## [Page text]
==============================

I have a consensus genome created by incorporating only biallelic SNPs into the reference genome. I want to get the protein sequence of a particular gene from my consensus genome.
I tried using the reference gene CDS taken from NCBI through blastn to do this. I got a single hit, spanning multiple ranges. I concatenated all the aligned nucleotides from the consensus and tried to translate them but the reference protein is not found in its entirety in any frame. The reference protein is split across several frames, something I did not expect, because there are only SNPs present in the consensus.
Any idea why this is happening and solutions to get the protein sequence?
Thanks, gmap worked like a charm!
Frameshift mutations are not possible as I did not include single nucleotide insertions, just SNPs. So perhaps I might have premature stop codons. I will try the aligners you have suggested, and perhaps look at the number of mutations too, and get back. Thanks!
correct you are.
then it's likely because blast does not provided you a correct gene structure (not a surprise neither, that's not it's goal). Yes give the gene mappers a try and see what that gives.
an alternative to this could be to transfer the annotation of your reference (given it has one) and then based on that extract your protein sequence.
For the latter, I only know RATT. Do you know any other tools?
was also thinking of that one indeed.
there is also 'liftOver' from the ALLmaps package if I remember well.

==============================

## [Information supplied]
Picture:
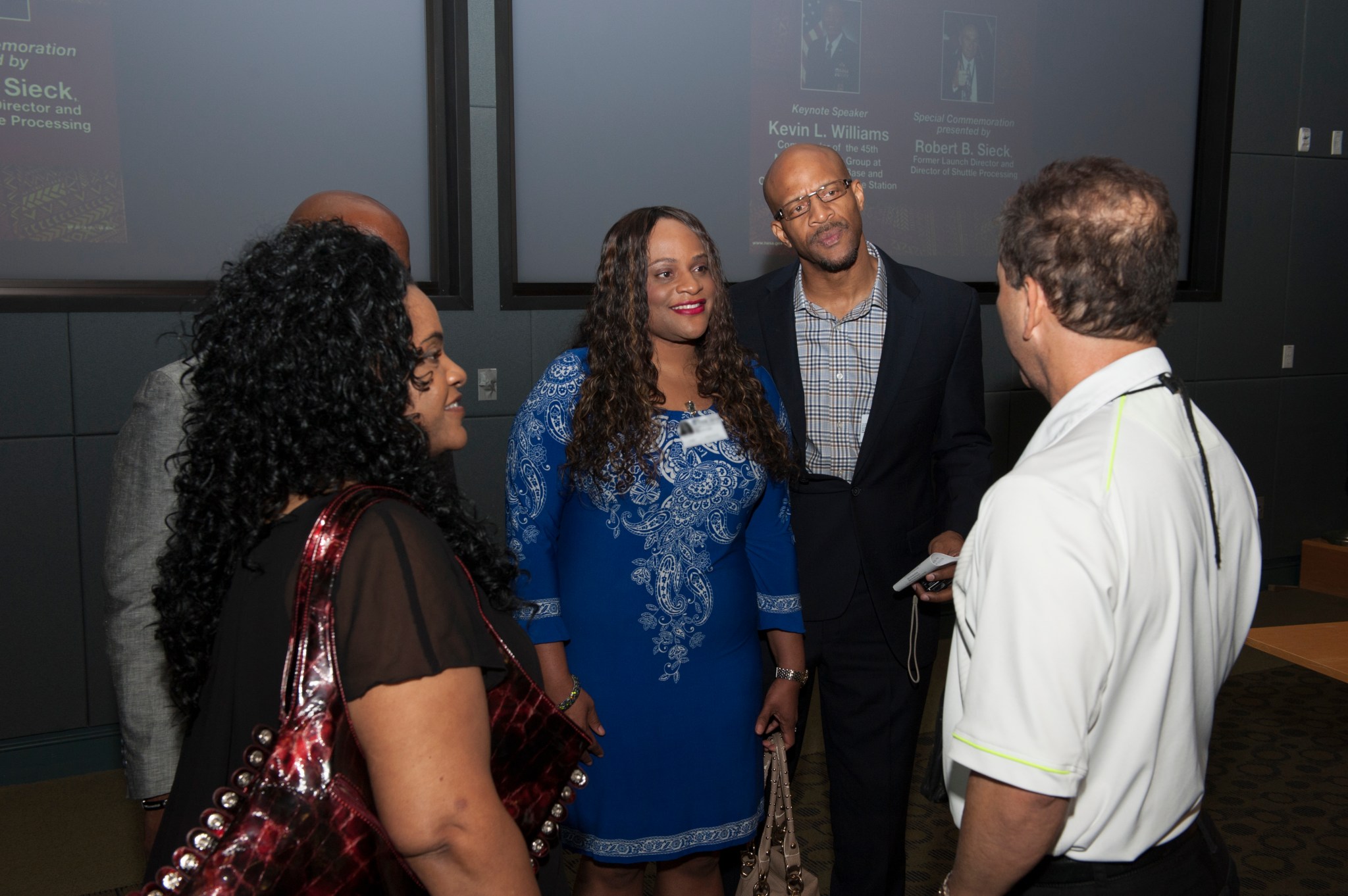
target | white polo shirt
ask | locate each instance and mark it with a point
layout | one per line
(1093, 626)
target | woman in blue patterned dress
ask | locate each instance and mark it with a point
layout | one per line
(648, 501)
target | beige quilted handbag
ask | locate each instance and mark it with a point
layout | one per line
(771, 865)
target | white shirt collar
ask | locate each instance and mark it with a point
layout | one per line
(1093, 393)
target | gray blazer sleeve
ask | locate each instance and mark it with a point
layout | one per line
(142, 497)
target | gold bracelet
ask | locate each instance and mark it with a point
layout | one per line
(571, 698)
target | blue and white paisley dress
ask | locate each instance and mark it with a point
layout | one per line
(660, 595)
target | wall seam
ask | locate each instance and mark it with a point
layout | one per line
(80, 546)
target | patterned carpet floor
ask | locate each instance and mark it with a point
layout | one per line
(1277, 789)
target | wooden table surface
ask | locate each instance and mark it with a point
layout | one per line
(1317, 646)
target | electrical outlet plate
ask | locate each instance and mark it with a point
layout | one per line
(486, 384)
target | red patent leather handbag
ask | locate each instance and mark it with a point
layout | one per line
(298, 816)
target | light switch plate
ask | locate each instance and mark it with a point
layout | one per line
(486, 384)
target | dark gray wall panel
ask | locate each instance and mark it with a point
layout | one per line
(1180, 340)
(34, 375)
(1246, 412)
(1312, 462)
(93, 472)
(553, 333)
(482, 54)
(487, 337)
(1242, 334)
(1324, 73)
(111, 355)
(997, 411)
(999, 370)
(1268, 77)
(482, 185)
(1317, 268)
(491, 339)
(42, 637)
(1026, 410)
(482, 466)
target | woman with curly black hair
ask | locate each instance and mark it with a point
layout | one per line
(317, 364)
(648, 509)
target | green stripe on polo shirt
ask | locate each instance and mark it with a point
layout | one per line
(993, 752)
(1114, 446)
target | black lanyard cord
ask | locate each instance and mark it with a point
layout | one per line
(1176, 386)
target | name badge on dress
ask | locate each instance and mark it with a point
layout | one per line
(703, 429)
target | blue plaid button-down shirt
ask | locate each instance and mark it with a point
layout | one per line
(840, 360)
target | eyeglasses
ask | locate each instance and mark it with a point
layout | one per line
(800, 205)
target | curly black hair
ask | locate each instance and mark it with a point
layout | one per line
(301, 364)
(612, 430)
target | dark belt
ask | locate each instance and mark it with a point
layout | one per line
(1060, 870)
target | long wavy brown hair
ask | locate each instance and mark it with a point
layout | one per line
(613, 434)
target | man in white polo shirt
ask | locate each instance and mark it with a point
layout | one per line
(1110, 580)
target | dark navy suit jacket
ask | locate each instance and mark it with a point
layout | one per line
(925, 459)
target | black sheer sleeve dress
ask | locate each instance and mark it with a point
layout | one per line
(405, 610)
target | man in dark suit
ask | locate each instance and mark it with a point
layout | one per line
(968, 72)
(833, 60)
(879, 366)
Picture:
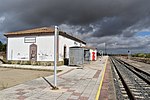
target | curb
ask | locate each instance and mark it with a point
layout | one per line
(100, 86)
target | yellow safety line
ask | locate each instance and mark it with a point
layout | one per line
(100, 86)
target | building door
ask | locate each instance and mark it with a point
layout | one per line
(33, 52)
(64, 52)
(93, 56)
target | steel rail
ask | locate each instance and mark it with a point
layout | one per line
(129, 93)
(140, 76)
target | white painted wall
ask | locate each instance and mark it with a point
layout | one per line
(91, 50)
(19, 50)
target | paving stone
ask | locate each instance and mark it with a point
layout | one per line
(73, 84)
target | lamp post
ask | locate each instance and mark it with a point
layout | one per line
(55, 57)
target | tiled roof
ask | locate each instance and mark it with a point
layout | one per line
(87, 47)
(32, 31)
(41, 31)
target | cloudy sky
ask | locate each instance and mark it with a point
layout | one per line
(120, 24)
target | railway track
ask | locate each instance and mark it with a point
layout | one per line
(130, 83)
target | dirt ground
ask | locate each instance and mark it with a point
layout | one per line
(11, 77)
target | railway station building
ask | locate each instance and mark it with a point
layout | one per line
(37, 45)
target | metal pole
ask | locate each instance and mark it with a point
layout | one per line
(55, 56)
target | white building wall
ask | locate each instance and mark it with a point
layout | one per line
(91, 50)
(19, 50)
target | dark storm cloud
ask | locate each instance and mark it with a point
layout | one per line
(114, 16)
(96, 21)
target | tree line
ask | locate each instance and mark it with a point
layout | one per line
(3, 47)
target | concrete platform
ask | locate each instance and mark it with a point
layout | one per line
(73, 84)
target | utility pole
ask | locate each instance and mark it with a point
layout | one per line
(105, 49)
(55, 57)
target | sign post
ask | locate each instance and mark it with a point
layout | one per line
(55, 57)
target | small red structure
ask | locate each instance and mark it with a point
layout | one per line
(93, 56)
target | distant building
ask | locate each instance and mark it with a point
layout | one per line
(38, 45)
(92, 53)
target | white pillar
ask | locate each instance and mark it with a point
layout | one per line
(55, 56)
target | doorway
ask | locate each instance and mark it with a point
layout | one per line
(33, 52)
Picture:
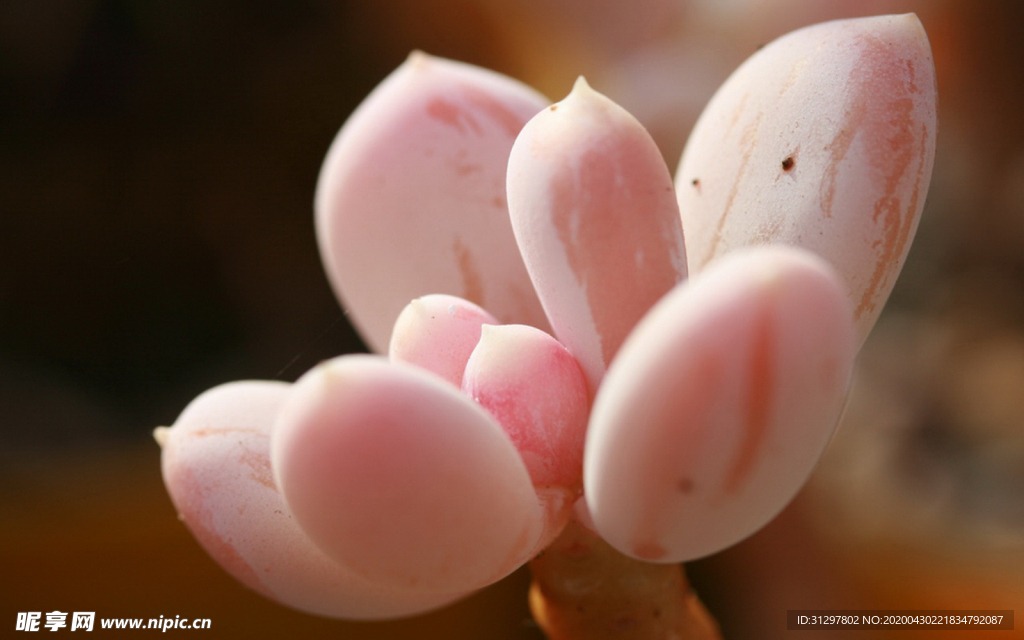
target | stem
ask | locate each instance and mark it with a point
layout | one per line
(585, 590)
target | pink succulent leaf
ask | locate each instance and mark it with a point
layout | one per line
(595, 215)
(719, 404)
(823, 139)
(411, 199)
(536, 390)
(400, 478)
(216, 466)
(438, 333)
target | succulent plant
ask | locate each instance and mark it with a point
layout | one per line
(577, 344)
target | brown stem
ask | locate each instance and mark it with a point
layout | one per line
(585, 590)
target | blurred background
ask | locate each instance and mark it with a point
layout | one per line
(158, 162)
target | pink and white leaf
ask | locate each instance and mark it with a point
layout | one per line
(216, 466)
(401, 479)
(719, 406)
(438, 333)
(822, 139)
(411, 199)
(596, 219)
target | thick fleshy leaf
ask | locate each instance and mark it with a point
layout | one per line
(822, 139)
(596, 218)
(536, 390)
(398, 476)
(216, 465)
(438, 333)
(411, 199)
(719, 406)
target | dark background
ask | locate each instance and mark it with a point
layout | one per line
(158, 162)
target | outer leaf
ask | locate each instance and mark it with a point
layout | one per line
(595, 216)
(719, 406)
(411, 199)
(823, 139)
(216, 466)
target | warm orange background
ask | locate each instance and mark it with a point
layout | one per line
(157, 169)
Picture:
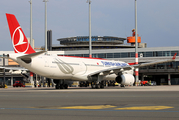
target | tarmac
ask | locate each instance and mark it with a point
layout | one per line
(114, 103)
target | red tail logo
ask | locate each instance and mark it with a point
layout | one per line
(19, 40)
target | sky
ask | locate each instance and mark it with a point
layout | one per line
(158, 20)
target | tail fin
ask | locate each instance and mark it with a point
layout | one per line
(19, 40)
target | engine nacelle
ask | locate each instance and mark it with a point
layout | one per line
(125, 79)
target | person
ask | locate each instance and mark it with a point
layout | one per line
(133, 32)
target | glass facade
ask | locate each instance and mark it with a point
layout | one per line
(130, 54)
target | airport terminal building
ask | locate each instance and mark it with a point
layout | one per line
(114, 48)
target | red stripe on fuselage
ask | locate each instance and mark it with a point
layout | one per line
(82, 57)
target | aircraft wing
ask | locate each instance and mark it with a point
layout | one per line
(129, 67)
(14, 68)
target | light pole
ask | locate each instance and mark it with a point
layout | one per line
(136, 45)
(90, 53)
(31, 42)
(45, 24)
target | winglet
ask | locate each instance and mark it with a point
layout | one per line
(174, 56)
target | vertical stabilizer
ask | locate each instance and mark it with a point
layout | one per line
(19, 40)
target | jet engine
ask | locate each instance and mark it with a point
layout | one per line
(125, 79)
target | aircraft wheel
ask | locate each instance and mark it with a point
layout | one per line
(61, 86)
(65, 86)
(57, 86)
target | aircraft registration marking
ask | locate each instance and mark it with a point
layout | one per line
(89, 107)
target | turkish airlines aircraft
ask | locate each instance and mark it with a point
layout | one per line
(66, 67)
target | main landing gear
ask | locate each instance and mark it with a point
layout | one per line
(97, 85)
(60, 84)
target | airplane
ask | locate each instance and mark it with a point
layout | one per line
(94, 70)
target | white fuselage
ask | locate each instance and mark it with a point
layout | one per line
(71, 68)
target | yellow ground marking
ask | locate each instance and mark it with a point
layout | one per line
(88, 107)
(145, 108)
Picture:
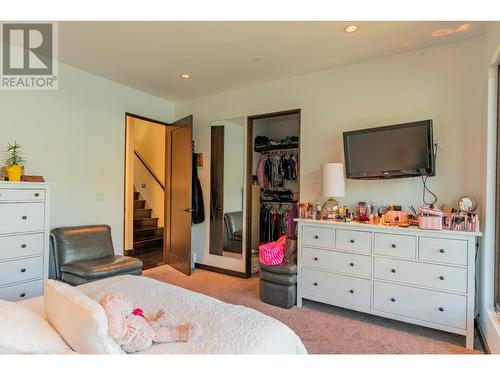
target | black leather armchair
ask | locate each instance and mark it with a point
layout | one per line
(85, 253)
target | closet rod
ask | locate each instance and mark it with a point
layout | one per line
(277, 203)
(281, 152)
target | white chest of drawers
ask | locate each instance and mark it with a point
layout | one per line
(417, 276)
(24, 239)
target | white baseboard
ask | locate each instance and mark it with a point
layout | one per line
(489, 324)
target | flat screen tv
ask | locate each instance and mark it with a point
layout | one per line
(395, 151)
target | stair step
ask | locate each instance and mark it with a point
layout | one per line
(139, 203)
(148, 244)
(142, 213)
(146, 223)
(142, 234)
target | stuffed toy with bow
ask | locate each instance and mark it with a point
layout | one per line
(135, 333)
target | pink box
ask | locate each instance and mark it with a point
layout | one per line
(430, 222)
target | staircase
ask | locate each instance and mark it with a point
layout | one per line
(148, 236)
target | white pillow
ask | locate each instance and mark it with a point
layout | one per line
(80, 320)
(24, 331)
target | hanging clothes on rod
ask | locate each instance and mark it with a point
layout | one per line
(276, 167)
(276, 220)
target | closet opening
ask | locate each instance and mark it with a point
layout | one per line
(273, 176)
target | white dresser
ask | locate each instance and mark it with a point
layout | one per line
(24, 239)
(417, 276)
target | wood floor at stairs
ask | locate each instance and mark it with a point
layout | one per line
(148, 236)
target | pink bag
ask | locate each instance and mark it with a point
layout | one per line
(272, 253)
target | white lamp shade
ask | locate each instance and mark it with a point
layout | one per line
(332, 180)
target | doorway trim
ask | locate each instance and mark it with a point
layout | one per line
(249, 173)
(125, 165)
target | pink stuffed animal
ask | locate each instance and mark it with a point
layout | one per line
(135, 333)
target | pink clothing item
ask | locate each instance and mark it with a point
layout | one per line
(138, 312)
(272, 253)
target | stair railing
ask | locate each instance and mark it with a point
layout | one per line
(141, 159)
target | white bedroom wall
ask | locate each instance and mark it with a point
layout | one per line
(488, 321)
(443, 83)
(234, 166)
(74, 137)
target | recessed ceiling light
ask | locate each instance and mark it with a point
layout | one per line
(441, 32)
(464, 27)
(351, 28)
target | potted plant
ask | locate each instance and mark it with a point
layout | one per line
(14, 162)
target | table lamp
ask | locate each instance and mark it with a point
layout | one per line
(332, 186)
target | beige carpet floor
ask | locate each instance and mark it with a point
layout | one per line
(323, 329)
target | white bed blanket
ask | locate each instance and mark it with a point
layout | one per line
(227, 329)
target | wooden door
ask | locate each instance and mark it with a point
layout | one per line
(178, 210)
(217, 191)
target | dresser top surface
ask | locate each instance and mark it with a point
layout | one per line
(386, 228)
(24, 185)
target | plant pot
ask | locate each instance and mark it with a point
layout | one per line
(14, 172)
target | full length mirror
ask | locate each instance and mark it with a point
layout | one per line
(227, 180)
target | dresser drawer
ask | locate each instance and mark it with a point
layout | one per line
(319, 236)
(21, 217)
(443, 250)
(452, 279)
(22, 245)
(352, 264)
(336, 288)
(434, 307)
(395, 245)
(19, 270)
(22, 194)
(22, 291)
(353, 240)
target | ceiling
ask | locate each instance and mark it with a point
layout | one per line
(220, 56)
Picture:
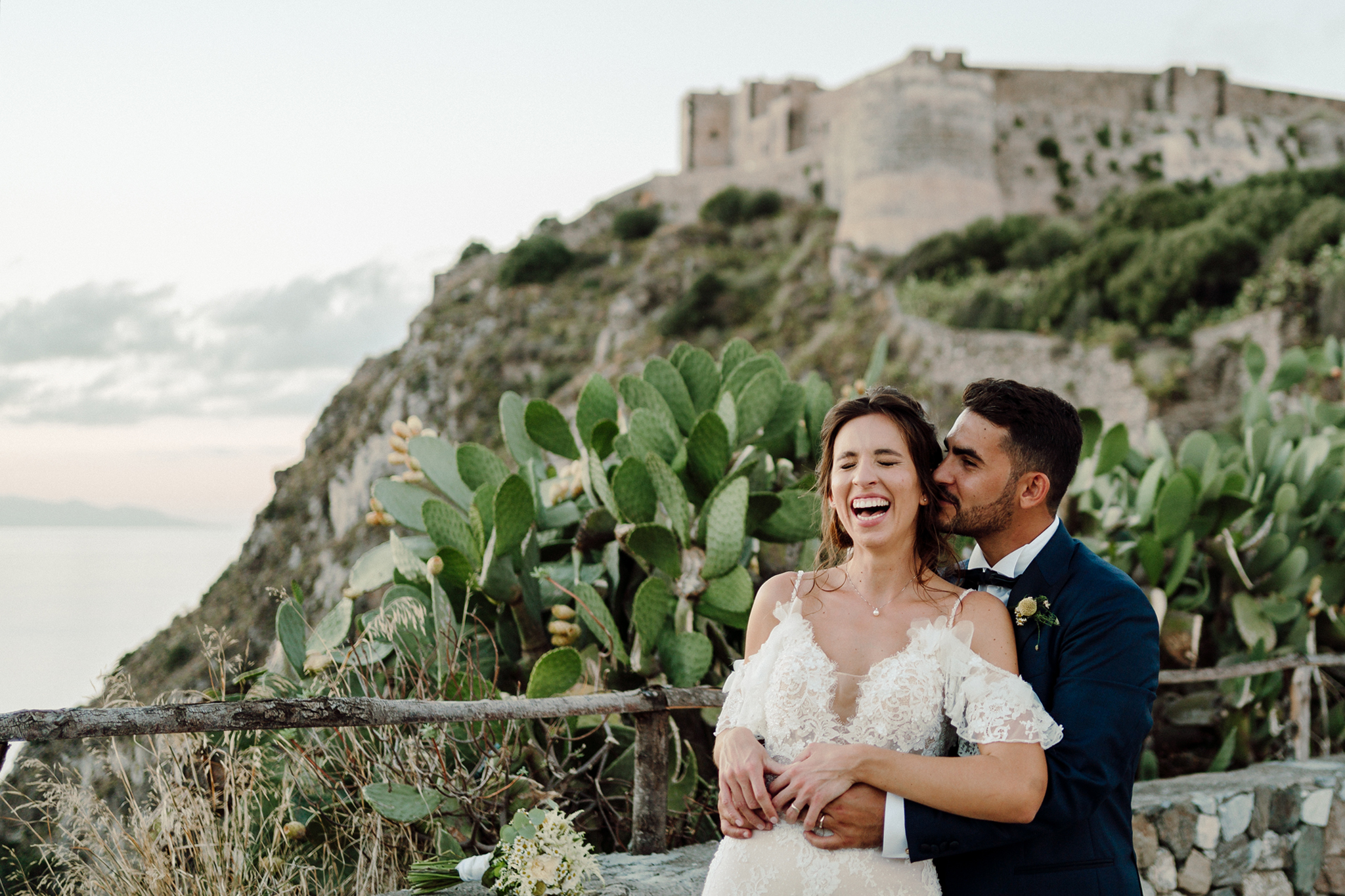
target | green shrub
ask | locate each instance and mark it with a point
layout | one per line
(537, 259)
(734, 206)
(1044, 245)
(698, 308)
(472, 250)
(984, 245)
(1075, 286)
(1201, 264)
(763, 205)
(636, 223)
(1323, 223)
(725, 207)
(1157, 207)
(1262, 210)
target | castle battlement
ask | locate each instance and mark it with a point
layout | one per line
(929, 144)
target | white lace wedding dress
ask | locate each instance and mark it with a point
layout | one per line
(917, 700)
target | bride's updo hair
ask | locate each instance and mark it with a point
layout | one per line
(933, 547)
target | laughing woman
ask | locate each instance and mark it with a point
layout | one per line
(865, 672)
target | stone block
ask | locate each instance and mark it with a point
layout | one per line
(1162, 874)
(1178, 829)
(1285, 811)
(1259, 819)
(1308, 859)
(1332, 878)
(1273, 852)
(1232, 860)
(1317, 807)
(1207, 832)
(1235, 815)
(1334, 844)
(1266, 883)
(1145, 839)
(1196, 875)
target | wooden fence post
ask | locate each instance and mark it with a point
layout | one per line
(650, 802)
(1301, 711)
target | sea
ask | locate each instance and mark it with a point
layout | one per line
(74, 599)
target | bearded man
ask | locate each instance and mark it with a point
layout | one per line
(1087, 645)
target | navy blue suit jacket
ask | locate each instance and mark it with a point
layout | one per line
(1097, 673)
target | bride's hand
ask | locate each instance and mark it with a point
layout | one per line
(822, 773)
(743, 769)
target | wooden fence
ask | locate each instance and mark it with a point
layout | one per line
(649, 708)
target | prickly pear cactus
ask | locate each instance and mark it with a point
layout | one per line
(623, 536)
(1237, 536)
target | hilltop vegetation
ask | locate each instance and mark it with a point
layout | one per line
(1158, 263)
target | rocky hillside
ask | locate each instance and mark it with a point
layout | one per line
(958, 308)
(779, 282)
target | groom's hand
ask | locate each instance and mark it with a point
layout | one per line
(854, 820)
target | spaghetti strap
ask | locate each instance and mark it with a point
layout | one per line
(953, 616)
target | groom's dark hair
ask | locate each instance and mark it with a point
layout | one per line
(1046, 435)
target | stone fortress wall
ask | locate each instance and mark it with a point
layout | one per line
(931, 144)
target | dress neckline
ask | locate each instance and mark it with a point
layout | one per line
(797, 606)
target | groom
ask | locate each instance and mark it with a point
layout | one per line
(1012, 453)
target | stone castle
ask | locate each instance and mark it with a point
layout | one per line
(931, 144)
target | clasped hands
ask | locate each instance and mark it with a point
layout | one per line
(820, 782)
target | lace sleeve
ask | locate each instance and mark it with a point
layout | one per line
(745, 688)
(988, 704)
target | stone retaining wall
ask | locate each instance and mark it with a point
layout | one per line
(1274, 829)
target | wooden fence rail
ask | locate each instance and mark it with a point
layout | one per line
(650, 708)
(1245, 670)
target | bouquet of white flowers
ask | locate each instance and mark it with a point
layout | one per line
(540, 855)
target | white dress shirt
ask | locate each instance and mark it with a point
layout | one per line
(1013, 565)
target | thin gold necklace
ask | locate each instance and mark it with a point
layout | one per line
(889, 599)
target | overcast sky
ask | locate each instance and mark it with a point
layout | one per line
(210, 211)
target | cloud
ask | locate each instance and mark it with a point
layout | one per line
(110, 354)
(87, 322)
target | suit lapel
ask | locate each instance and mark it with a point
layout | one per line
(1043, 578)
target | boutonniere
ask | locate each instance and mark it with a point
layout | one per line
(1034, 610)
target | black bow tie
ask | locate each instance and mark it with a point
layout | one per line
(981, 578)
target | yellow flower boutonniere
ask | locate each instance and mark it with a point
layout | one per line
(1034, 610)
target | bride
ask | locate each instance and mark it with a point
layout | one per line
(865, 672)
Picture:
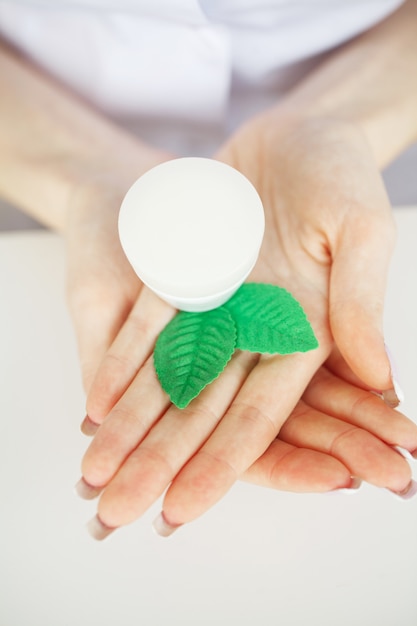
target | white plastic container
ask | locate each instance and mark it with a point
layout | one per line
(192, 229)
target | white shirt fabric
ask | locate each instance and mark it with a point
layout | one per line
(165, 67)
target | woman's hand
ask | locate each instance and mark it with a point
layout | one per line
(329, 236)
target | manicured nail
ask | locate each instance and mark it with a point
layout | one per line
(409, 492)
(98, 530)
(88, 427)
(355, 483)
(87, 491)
(394, 396)
(162, 527)
(409, 456)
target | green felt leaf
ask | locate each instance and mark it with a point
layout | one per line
(192, 350)
(269, 320)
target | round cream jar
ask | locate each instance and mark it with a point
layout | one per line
(192, 229)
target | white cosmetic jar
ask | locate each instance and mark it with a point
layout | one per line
(192, 229)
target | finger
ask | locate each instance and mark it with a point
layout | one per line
(366, 456)
(178, 435)
(331, 395)
(247, 429)
(132, 346)
(125, 426)
(357, 293)
(288, 468)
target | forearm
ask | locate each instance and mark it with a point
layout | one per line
(371, 82)
(51, 143)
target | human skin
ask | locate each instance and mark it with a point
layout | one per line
(329, 238)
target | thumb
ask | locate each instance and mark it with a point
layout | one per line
(357, 293)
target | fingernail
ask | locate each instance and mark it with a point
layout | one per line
(394, 396)
(98, 530)
(162, 527)
(409, 492)
(86, 491)
(88, 427)
(355, 483)
(410, 456)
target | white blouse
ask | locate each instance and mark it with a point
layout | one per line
(191, 63)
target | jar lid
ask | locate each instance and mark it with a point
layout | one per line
(192, 227)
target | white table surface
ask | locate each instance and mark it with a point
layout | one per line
(259, 557)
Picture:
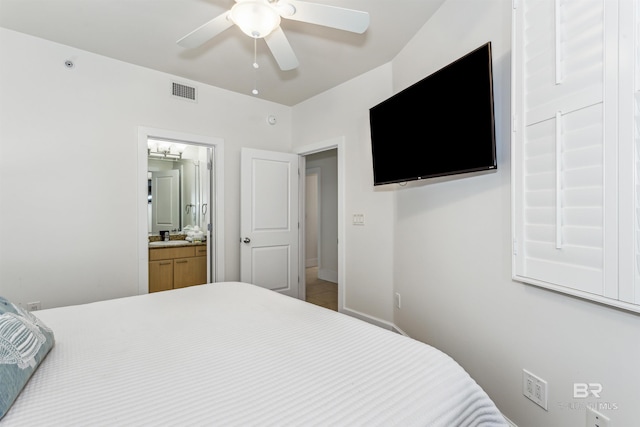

==============================

Rewrite the paragraph of the forum thread above that begins "I tried using the reference gene CDS" as a short bulleted list that keeps its main facts.

## [Response for this exercise]
- Ran blastn on the consensus genome with the reference gene CDS from NCBI.
- Got a single hit spanning multiple ranges.
- Concatenated all aligned consensus nucleotides and translated them.
- The full reference protein did not appear in any one frame. It was split across several frames.
- This was unexpected, since the consensus contains only SNPs.